Capita spesso, nei concorsi pubblici, che diversi partecipanti alle distinte sessioni di esami, dopo aver integralmente copiato quanto utile al superamento delle prove, magari attraverso la lettura di un blog o di altri utenti aventi i nickname più disparati o magari, più semplicemente, tramite utilizzo di vere e proprie bozze provenienti dall’esterno, presentino come propri gli elaborati consegnati.

Tale condotta, come sintetizzato in apertura, integra un reato, e, più in particolare, quello regolato dall’articolo 1 comma 1 della L. 19 Aprile 1925 n. 475, che prevede la reclusione da tre mesi a un anno.

──────────

### Parti dell'esercizio:
(A) Stabilisci se ciascuna affermazione concorda con il testo sui concorsi pubblici: (i) la condotta descritta integra un reato; (ii) la pena prevista è la reclusione da sei mesi a due anni; (iii) la norma indicata è l'articolo 1 comma 1 della L. 19 Aprile 1925 n. 475. Per ognuna rispondi sì o no e cita le parole del testo che lo determinano.
(B) Elenca, per favore, tutti i mezzi di cui, secondo il testo sui concorsi pubblici, i partecipanti possono servirsi per copiare.
(C) Trascrivi fedelmente il passo del testo sui concorsi pubblici che parte da "Capita spesso, nei" e prosegue fino a "gli elaborati consegnati." compreso.
Per rispondere, basatevi unicamente sul testo sui concorsi pubblici.

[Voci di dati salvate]
──────────

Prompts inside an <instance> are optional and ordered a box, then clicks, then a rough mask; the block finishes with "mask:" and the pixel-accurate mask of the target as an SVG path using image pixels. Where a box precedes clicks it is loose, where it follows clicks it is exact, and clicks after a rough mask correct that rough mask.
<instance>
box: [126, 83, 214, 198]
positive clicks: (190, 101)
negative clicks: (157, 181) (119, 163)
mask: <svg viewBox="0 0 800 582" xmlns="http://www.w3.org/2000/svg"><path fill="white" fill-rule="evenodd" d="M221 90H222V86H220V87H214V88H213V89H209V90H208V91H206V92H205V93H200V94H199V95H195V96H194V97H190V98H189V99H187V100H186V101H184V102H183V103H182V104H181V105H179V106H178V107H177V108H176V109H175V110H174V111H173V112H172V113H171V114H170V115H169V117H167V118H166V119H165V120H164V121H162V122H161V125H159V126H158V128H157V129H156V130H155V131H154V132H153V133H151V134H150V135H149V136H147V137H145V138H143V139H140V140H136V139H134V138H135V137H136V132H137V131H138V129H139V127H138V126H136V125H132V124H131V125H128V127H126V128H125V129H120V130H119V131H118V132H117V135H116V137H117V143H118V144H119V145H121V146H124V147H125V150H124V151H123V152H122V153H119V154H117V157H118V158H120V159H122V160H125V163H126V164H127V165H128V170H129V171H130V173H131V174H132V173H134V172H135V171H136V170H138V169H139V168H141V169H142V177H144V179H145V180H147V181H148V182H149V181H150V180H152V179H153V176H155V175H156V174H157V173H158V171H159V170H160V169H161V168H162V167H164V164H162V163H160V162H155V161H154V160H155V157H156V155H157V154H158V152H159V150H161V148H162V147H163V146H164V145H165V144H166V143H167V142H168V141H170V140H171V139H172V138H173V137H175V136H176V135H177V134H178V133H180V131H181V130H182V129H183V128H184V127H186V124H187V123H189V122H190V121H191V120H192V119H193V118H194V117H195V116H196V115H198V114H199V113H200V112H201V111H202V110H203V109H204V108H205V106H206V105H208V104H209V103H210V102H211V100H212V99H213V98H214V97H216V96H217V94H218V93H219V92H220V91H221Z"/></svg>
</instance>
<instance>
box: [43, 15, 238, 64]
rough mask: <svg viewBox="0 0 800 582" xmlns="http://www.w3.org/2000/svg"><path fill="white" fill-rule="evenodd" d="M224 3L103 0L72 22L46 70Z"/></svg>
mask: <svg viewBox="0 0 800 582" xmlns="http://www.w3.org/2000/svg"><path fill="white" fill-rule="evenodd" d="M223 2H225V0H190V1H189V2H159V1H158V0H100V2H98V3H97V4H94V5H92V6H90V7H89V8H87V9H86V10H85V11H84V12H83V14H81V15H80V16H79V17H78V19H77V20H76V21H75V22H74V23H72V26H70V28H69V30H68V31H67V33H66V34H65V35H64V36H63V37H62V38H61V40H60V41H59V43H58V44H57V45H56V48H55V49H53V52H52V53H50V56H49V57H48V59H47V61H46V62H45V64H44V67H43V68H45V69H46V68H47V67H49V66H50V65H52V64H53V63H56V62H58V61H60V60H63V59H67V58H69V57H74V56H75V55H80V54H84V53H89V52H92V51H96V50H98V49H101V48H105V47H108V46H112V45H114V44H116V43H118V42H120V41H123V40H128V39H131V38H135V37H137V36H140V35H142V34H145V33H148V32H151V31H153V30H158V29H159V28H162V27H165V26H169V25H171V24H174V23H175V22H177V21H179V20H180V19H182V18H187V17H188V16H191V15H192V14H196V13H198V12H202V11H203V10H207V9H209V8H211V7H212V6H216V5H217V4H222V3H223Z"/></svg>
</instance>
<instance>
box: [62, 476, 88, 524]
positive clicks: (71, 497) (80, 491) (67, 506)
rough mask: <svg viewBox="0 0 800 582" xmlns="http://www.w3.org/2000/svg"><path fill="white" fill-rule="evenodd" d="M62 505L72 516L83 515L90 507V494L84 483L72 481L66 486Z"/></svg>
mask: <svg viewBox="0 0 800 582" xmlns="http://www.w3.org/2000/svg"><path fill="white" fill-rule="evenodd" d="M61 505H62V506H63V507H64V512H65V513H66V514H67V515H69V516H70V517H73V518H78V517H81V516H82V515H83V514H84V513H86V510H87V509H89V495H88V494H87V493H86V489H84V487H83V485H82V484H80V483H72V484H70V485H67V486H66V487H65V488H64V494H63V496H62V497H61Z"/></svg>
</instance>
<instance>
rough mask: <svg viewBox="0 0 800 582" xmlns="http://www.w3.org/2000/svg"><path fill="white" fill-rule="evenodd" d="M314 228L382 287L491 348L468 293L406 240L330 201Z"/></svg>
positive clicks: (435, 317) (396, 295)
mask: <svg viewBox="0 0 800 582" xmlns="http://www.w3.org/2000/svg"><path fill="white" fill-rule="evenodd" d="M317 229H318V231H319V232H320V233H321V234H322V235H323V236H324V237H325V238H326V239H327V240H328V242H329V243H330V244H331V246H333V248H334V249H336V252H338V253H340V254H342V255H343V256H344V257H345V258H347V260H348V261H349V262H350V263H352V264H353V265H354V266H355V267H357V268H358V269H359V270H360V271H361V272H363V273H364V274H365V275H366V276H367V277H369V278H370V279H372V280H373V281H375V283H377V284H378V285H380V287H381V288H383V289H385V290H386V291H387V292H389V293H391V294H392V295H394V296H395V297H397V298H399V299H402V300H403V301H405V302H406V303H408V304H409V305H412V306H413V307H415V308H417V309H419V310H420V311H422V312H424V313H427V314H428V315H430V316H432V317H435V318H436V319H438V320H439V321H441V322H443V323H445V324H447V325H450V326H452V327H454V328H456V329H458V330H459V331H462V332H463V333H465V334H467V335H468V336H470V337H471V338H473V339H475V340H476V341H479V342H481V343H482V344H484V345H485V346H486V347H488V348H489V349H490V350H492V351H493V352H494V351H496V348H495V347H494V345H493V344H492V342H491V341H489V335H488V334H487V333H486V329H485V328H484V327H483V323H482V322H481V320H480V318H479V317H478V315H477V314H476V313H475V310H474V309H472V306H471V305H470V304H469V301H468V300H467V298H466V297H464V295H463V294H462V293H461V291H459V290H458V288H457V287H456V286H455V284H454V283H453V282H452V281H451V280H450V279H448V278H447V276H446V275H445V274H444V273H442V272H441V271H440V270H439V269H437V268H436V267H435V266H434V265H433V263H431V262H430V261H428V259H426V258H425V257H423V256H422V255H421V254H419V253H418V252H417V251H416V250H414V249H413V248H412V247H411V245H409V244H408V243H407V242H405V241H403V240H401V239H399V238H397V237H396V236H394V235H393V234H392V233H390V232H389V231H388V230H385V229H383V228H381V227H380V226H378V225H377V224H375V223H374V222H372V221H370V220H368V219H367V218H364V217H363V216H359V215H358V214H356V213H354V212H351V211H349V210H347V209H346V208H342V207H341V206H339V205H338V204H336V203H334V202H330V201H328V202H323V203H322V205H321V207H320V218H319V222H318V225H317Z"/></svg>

──────────

### Risposte per compito:
(A)
(i) Sì: «integra un reato».
(ii) No: «che prevede la reclusione da tre mesi a un anno».
(iii) Sì: «quello regolato dall’articolo 1 comma 1 della L. 19 Aprile 1925 n. 475».

(B)
- la lettura di un blog
- altri utenti aventi i nickname più disparati
- l'utilizzo di vere e proprie bozze provenienti dall’esterno

(C)
Capita spesso, nei concorsi pubblici, che diversi partecipanti alle distinte sessioni di esami, dopo aver integralmente copiato quanto utile al superamento delle prove, magari attraverso la lettura di un blog o di altri utenti aventi i nickname più disparati o magari, più semplicemente, tramite utilizzo di vere e proprie bozze provenienti dall’esterno, presentino come propri gli elaborati consegnati.